━━━ Extrait présenté ━━━

Fleury exécute au grand galop une retraite stratégique, attrape son fusil au passage et tire droit au cerveau de l’ours, lequel arrive sur ses talons pour terminer le combat dans la plus pure tradition du « catch-as-catch-can », tel qu’on le voit au Forum de Montréal par le temps qui court.

À chaque nouveau « boom » minier survenant au Chibougamau, Fleury dissimulait dans diverses « caches » ses pièges et son fusil, pour les remplacer par le pic du géologue. Il fit de splendides découvertes, les vendit promptement et avec profit, si bien qu’il s’était amassé un joli magot pour ses vieux jours.

À l’aube du 12 octobre, Jacques Drouin et moi quittons la baie des Cèdres en canot. Comme nous prenons notre élan, j’ordonne : « Menez-moi à la baie « Bateman ». Il tombe une pluie froide d’automne. Avant même d’atteindre le pied des rapides, nous sommes transpercés.

Dès que nous eûmes mis pied à terre, nous ne perdîmes pas un instant et commençâmes à jalonner les deux cents acres de la concession. Nous suivons le vieux tracé, en rafraîchissons les marques et équarrissons les côtés de chaque piquet, conformément aux règlements du ministère des Mines. Sur chaque jalon, j’appose les plaques de métal qu’on reçoit avec le permis de mineur et écris lisiblement et clairement mon nom, le numéro de mon certificat et la date du « staking ».

Le dieu… c’est peut-être une déesse ? — de la pluie nous arrose férocement. Est-ce pour me décourager ? Je me souviens du dicton : « It rains twice in the woods » (Il pleut deux fois, quand il pleut dans le bois : une fois sur votre chapeau et l’autre le long du cou).

━━━ Données fournies ━━━

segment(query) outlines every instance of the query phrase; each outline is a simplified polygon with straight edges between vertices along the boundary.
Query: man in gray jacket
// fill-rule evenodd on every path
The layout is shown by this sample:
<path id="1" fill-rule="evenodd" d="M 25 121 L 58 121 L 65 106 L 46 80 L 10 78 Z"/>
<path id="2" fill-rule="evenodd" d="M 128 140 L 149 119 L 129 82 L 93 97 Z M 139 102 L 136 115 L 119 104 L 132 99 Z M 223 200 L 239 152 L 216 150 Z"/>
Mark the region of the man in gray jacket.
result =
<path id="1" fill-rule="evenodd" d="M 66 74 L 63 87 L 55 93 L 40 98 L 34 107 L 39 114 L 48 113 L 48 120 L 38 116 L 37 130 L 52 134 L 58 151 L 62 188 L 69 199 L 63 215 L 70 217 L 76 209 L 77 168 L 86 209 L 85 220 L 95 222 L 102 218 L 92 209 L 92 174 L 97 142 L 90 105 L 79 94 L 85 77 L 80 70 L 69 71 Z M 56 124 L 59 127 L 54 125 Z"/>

━━━

Mets à jour l'extrait : recopie la partie qui s'ouvre sur les mots contenant « Dès que nous » et se ferme sur « long du cou). », en y remplaçant « chapeau » par « bonnet ». Les données n'ont aucun rôle ici.

Résultat:
Dès que nous eûmes mis pied à terre, nous ne perdîmes pas un instant et commençâmes à jalonner les deux cents acres de la concession. Nous suivons le vieux tracé, en rafraîchissons les marques et équarrissons les côtés de chaque piquet, conformément aux règlements du ministère des Mines. Sur chaque jalon, j’appose les plaques de métal qu’on reçoit avec le permis de mineur et écris lisiblement et clairement mon nom, le numéro de mon certificat et la date du « staking ».

Le dieu… c’est peut-être une déesse ? — de la pluie nous arrose férocement. Est-ce pour me décourager ? Je me souviens du dicton : « It rains twice in the woods » (Il pleut deux fois, quand il pleut dans le bois : une fois sur votre bonnet et l’autre le long du cou).